--- TEXT FOR ANALYSIS Enclosed Below ---
And again, we should be approaching all of those policies with the same, or even greater, urgency than we’re currently doing vis-a-vis the Coronavirus crisis. Speaking of which, it should be an absolute no-brainer to make Coronavirus recovery plans sustainable. As International Energy Agency head Fatih Birol has called for.

“I am talking with several governments and international financial institutions leaders because they are all busy designing stimulus programmes for the economy – the plans they will put together will be extremely important,” he said.

“This is the reason I am telling them that we can use the current situation to step up our ambition to tackle climate change.”

Birol said he had urged political and global financial leaders to design “sustainable stimulus packages” that focus on investing in clean energy technologies and accelerate the transition away from fossil fuels.

This is a historic opportunity for the world to, on one hand, create packages to recover the economy, but on the other hand, to reduce dirty investments and accelerate the energy transition,” he said.
--- End of Enclosed TEXT FOR ANALYSIS ---
From the passage on sustainable Coronavirus recovery plans, copy verbatim the part that opens with the words containing "Birol said he" and closes with "from fossil fuels.".
--- PROVIDED MATERIAL Enclosed Below ---
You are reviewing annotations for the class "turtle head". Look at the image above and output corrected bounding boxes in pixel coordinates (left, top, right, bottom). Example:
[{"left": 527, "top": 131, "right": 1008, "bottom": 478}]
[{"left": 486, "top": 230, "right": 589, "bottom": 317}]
--- End of Enclosed PROVIDED MATERIAL ---
WORKED SOLUTION
Birol said he had urged political and global financial leaders to design “sustainable stimulus packages” that focus on investing in clean energy technologies and accelerate the transition away from fossil fuels.